» **RECORDS FOR THIS TASK**:
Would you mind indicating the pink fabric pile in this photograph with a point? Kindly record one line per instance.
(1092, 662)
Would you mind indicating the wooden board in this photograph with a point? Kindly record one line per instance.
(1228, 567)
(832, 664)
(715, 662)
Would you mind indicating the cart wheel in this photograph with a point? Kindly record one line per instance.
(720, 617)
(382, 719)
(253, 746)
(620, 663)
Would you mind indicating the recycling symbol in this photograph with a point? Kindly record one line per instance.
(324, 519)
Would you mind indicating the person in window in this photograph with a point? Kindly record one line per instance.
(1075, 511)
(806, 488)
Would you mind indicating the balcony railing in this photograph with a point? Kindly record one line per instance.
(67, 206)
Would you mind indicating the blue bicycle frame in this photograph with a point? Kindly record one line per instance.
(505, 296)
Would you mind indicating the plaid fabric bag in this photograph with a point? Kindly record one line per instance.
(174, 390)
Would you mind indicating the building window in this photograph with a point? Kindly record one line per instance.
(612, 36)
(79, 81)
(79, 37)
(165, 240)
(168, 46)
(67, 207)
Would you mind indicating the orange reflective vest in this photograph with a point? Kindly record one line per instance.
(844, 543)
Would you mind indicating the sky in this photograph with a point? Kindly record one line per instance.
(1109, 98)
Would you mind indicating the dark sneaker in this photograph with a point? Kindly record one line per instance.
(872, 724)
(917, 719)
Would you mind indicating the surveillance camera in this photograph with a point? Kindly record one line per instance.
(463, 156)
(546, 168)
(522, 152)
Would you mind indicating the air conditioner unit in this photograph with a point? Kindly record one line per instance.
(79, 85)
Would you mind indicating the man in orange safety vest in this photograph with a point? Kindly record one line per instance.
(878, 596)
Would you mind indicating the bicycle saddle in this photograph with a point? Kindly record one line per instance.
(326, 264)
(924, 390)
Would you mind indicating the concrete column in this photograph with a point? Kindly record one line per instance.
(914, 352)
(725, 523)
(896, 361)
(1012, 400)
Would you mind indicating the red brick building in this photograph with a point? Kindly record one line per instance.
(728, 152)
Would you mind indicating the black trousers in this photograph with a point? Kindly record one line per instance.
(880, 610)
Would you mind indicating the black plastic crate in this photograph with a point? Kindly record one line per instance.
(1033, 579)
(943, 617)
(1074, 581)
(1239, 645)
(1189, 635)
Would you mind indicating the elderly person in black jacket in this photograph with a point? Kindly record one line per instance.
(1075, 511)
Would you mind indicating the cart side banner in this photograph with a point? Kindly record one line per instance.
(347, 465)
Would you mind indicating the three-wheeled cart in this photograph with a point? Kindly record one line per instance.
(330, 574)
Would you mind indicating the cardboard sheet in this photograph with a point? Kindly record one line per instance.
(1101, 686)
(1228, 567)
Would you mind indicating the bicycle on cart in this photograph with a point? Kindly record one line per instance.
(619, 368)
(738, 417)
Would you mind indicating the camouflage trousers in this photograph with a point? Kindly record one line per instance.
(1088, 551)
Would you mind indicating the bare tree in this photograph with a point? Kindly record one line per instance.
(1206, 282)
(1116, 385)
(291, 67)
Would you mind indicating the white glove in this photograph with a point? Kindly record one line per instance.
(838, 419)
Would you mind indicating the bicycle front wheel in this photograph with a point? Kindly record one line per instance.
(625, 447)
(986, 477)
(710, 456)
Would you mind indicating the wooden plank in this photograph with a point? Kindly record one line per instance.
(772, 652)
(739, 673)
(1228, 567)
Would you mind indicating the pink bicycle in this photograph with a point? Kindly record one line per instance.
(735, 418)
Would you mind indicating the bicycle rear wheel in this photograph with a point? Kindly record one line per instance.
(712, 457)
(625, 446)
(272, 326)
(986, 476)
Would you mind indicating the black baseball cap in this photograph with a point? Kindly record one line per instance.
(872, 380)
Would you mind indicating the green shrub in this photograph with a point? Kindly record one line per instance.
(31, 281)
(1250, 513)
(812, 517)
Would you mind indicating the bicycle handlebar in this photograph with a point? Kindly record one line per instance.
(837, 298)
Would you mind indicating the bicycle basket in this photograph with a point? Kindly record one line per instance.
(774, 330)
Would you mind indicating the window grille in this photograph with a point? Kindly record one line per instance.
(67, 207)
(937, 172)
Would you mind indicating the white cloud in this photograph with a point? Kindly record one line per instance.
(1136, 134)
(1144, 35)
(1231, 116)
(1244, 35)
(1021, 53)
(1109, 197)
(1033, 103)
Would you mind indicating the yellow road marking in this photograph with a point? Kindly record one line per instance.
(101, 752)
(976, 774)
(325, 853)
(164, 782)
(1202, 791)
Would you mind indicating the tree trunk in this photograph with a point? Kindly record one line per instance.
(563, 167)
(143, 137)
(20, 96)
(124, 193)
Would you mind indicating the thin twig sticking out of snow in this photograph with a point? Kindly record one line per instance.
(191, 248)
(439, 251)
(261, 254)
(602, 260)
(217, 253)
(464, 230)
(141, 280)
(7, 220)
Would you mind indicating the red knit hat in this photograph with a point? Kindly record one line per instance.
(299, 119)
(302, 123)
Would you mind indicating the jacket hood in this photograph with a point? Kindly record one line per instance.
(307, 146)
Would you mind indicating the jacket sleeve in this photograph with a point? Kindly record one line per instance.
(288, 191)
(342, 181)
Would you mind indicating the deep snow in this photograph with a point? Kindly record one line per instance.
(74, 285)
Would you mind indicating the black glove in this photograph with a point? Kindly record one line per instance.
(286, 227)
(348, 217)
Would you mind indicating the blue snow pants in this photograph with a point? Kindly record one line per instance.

» **PROBLEM DESCRIPTION**:
Nothing but the lines from the one containing "Would you mind indicating the black glove" through the final line of the listing above belongs in the answer; set them down exactly.

» **THE ANSWER**:
Would you mind indicating the black glove in this photograph with a point? Kindly record one line per instance.
(286, 227)
(348, 217)
Would you mind indicating the blue snow pants in this photograph with a point? Kindly record one line per instance.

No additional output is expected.